## Task brief
A single number is the answer: how many lines of the data hold "metal"?

*** Extracted data ***

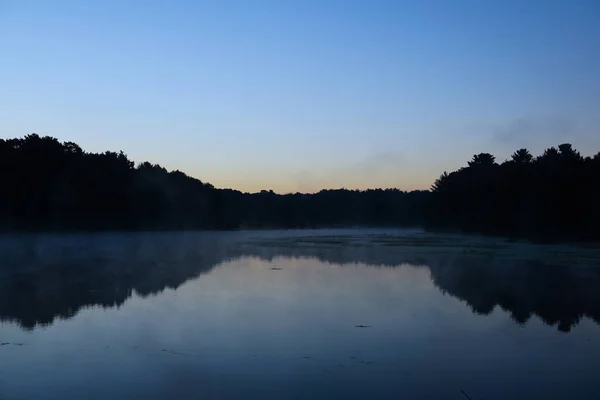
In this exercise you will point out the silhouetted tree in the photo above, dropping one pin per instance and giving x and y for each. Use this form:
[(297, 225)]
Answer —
[(49, 185)]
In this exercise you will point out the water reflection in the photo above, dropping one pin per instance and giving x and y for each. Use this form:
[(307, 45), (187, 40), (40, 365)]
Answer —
[(42, 279)]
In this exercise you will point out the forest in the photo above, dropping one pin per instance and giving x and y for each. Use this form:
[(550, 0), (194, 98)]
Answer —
[(48, 185)]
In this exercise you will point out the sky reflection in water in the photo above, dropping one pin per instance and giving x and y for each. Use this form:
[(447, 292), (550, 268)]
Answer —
[(189, 316)]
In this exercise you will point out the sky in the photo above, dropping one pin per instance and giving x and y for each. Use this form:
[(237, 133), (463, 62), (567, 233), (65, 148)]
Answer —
[(306, 94)]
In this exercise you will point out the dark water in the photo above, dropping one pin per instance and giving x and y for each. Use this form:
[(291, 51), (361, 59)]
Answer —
[(278, 315)]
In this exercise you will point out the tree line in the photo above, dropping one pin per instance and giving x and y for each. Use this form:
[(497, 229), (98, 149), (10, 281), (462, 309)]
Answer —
[(48, 185), (553, 196)]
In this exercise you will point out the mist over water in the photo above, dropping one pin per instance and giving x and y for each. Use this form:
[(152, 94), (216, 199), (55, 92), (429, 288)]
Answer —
[(296, 314)]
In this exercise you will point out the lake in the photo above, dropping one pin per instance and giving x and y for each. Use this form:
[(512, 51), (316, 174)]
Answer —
[(390, 314)]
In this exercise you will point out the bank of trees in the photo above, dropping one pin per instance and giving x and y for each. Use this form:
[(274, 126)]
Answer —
[(553, 196), (51, 185)]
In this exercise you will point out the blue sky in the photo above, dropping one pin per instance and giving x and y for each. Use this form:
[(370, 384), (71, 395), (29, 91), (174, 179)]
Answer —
[(305, 94)]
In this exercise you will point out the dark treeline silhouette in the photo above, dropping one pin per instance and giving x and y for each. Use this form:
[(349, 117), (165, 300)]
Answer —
[(553, 196), (49, 185), (47, 278)]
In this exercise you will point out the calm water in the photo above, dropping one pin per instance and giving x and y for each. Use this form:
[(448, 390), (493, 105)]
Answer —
[(311, 314)]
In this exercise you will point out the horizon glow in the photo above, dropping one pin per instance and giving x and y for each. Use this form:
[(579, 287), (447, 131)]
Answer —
[(302, 96)]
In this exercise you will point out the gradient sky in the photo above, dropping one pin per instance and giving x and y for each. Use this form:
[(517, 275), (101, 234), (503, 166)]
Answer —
[(305, 94)]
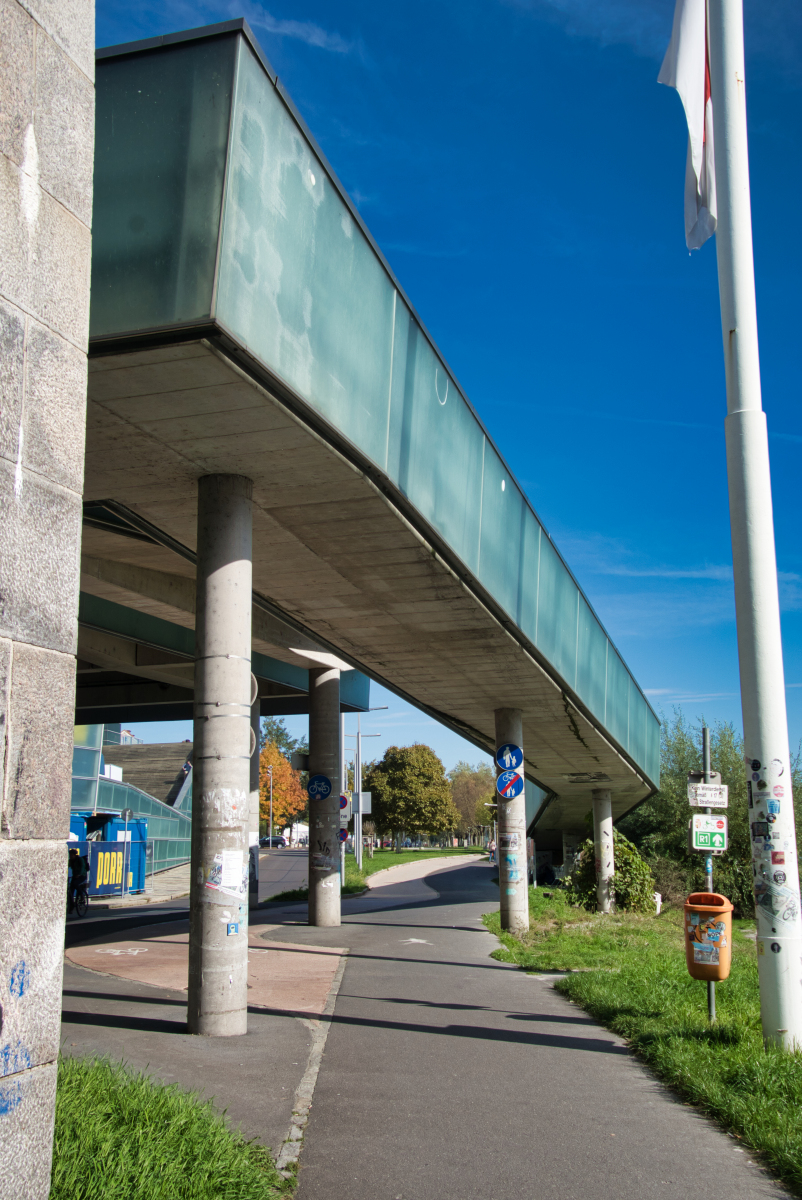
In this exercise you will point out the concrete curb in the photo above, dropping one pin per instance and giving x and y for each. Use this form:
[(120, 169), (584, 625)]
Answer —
[(292, 1145)]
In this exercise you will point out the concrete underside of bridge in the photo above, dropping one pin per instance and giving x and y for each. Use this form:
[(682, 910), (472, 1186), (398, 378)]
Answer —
[(336, 564)]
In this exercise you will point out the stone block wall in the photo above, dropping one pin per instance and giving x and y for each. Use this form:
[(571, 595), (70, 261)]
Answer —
[(47, 102)]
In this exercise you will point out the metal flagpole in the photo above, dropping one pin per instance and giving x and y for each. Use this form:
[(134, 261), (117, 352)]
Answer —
[(756, 603)]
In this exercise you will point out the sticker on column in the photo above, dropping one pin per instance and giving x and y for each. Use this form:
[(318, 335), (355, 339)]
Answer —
[(509, 756), (509, 784), (226, 873), (318, 787)]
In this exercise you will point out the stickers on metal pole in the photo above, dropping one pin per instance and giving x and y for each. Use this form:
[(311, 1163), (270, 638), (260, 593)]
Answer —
[(318, 787)]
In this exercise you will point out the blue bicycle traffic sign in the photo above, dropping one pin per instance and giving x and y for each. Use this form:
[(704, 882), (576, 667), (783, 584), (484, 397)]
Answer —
[(509, 784), (318, 787), (509, 756)]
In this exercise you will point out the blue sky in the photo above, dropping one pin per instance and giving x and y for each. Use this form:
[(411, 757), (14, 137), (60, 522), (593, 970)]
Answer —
[(522, 172)]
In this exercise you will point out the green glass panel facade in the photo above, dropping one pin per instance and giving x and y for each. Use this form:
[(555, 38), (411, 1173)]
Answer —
[(155, 233), (300, 287), (168, 831)]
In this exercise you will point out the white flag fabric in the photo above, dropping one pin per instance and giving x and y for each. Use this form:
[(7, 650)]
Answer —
[(686, 67)]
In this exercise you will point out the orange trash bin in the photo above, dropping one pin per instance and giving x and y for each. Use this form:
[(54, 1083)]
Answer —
[(708, 935)]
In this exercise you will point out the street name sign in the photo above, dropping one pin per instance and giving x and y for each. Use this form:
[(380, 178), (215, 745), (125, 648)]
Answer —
[(708, 832), (708, 796)]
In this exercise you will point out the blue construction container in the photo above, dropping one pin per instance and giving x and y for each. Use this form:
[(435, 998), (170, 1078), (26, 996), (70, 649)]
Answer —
[(101, 838)]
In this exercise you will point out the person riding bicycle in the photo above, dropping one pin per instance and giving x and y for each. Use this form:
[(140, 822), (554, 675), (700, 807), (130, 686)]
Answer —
[(78, 876)]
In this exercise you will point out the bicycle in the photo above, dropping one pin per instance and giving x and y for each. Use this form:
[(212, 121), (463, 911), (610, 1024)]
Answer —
[(78, 901)]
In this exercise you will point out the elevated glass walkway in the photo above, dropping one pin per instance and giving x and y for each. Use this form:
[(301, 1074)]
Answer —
[(217, 217)]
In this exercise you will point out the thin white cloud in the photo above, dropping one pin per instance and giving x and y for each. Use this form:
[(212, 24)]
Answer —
[(300, 30)]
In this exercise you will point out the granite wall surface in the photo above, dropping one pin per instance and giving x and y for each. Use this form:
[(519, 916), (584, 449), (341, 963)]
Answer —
[(47, 101)]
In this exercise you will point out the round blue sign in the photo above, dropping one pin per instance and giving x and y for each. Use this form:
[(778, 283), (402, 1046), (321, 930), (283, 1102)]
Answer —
[(509, 784), (318, 787), (509, 756)]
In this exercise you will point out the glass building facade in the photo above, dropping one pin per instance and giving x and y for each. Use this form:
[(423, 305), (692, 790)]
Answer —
[(168, 827), (213, 203)]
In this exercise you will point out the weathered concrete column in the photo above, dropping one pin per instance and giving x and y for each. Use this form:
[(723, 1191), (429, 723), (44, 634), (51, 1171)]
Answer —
[(324, 810), (510, 849), (570, 850), (47, 101), (253, 810), (217, 987), (604, 855)]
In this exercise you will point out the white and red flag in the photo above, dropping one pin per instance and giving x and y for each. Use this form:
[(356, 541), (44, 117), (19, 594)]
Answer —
[(686, 67)]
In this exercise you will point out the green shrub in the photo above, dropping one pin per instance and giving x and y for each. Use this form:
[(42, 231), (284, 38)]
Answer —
[(633, 883)]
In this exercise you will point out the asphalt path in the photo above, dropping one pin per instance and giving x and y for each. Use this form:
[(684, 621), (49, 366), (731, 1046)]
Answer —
[(450, 1075)]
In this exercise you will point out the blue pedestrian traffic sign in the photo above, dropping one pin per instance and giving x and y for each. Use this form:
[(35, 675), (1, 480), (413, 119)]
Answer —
[(509, 784), (318, 787), (509, 756)]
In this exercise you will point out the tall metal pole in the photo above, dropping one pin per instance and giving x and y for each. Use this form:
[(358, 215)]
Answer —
[(708, 865), (754, 563), (324, 759)]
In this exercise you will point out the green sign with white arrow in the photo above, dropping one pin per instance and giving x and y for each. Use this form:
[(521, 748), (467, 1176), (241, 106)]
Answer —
[(708, 832)]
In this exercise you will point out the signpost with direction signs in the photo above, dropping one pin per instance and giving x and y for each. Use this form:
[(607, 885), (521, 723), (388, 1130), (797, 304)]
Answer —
[(708, 833), (708, 796)]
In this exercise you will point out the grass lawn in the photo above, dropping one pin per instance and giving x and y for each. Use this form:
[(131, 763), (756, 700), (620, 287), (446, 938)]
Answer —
[(629, 973), (121, 1137), (357, 881)]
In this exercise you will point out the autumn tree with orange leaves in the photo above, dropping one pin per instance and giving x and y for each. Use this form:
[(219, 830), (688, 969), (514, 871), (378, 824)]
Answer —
[(288, 797)]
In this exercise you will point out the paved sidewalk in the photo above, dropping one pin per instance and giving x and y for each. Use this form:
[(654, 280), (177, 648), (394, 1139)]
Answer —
[(450, 1077), (124, 997)]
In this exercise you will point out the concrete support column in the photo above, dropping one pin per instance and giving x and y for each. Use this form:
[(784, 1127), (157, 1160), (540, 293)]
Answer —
[(253, 810), (324, 810), (570, 850), (605, 863), (510, 847), (217, 985)]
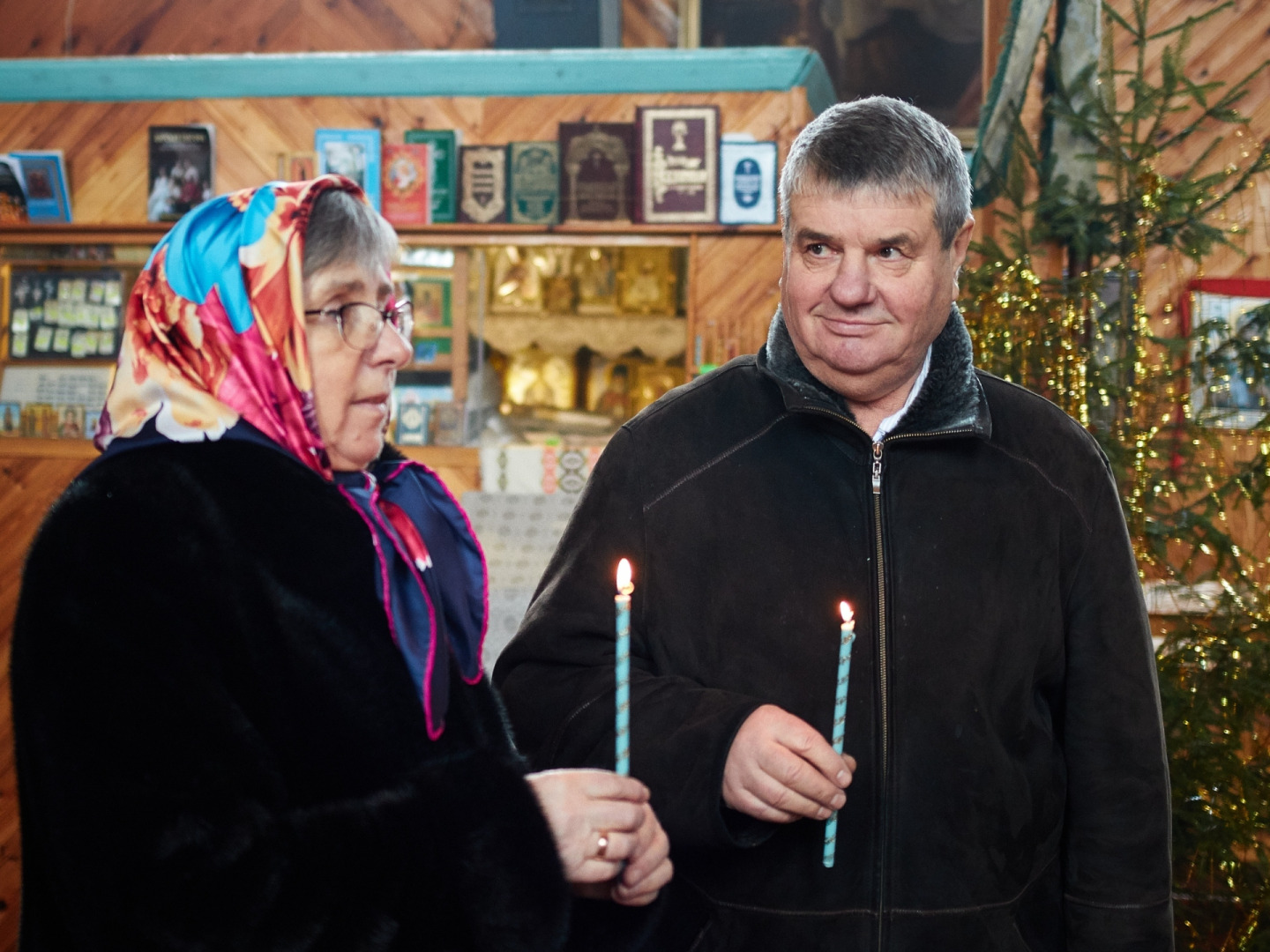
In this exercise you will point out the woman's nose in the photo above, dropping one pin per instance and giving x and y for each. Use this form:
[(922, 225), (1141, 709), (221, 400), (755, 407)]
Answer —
[(392, 348)]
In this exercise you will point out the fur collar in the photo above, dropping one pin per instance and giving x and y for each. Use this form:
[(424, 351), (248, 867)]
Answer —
[(952, 398)]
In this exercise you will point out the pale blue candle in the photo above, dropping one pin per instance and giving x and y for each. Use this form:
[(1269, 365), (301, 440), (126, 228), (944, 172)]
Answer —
[(623, 668), (840, 718)]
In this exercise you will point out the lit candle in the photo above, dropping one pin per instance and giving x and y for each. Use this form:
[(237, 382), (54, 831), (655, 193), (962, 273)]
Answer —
[(840, 718), (623, 666)]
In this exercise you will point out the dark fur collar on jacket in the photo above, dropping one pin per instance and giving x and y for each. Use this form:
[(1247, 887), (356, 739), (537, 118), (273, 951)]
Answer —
[(952, 398)]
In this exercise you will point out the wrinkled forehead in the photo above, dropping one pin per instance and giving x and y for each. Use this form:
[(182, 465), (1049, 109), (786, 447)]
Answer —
[(870, 195), (813, 187)]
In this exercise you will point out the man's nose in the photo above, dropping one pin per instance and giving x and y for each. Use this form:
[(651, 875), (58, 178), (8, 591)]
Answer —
[(852, 285)]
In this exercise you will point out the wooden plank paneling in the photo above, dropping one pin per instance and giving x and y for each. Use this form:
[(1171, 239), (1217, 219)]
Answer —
[(159, 26), (106, 144), (736, 291)]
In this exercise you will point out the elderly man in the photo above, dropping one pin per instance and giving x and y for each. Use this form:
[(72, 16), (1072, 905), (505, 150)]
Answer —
[(1005, 758)]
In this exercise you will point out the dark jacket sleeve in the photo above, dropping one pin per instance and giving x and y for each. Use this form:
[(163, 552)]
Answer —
[(153, 810), (1117, 873), (557, 677)]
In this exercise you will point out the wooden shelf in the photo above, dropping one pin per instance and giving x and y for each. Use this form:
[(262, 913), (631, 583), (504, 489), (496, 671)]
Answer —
[(456, 234), (84, 234), (444, 362), (48, 449)]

*** End of Extracted data ***

## Solution for this task
3